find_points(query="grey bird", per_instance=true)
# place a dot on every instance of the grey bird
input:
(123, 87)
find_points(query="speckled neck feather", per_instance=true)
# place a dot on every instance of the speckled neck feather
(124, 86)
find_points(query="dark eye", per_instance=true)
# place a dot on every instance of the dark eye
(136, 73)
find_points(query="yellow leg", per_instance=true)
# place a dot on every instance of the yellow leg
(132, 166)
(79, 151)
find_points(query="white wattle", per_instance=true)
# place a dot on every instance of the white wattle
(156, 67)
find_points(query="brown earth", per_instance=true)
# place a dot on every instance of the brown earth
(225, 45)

==

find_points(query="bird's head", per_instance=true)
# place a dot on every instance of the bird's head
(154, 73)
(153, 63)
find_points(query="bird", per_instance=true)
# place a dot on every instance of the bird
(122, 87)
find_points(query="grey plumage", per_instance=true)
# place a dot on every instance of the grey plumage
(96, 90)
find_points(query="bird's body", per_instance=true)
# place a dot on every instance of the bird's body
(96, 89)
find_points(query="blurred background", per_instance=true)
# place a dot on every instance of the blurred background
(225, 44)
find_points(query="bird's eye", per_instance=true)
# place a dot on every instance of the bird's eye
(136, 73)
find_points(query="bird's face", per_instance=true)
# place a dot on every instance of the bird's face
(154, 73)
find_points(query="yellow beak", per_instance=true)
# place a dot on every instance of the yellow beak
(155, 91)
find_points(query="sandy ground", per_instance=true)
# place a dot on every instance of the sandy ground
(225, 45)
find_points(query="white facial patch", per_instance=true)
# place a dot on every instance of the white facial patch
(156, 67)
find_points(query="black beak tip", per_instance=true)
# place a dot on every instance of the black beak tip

...

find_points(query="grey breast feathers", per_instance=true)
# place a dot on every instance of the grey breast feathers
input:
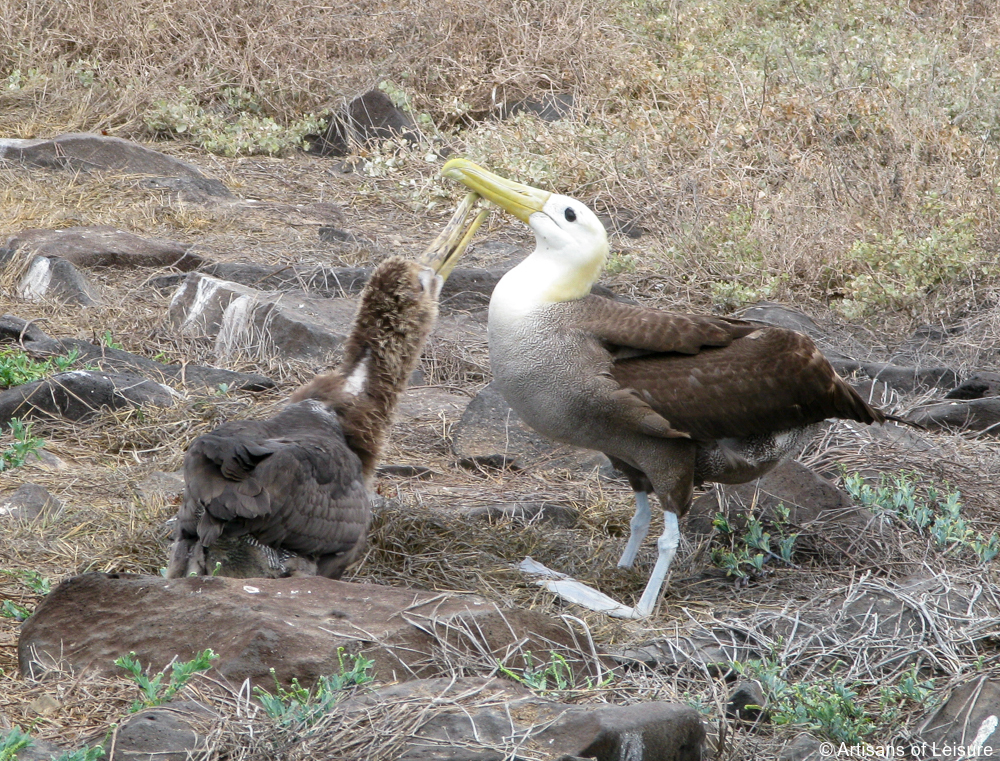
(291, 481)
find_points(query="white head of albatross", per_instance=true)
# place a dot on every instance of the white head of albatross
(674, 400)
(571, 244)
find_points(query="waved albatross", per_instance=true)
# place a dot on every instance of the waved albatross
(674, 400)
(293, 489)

Solicitud escrita:
Indica cada línea de los datos anteriores en la que aparece la palabra "body".

Resultado:
find_points(query="bird's body", per_instance=true)
# place a dot on every instance of the bird's body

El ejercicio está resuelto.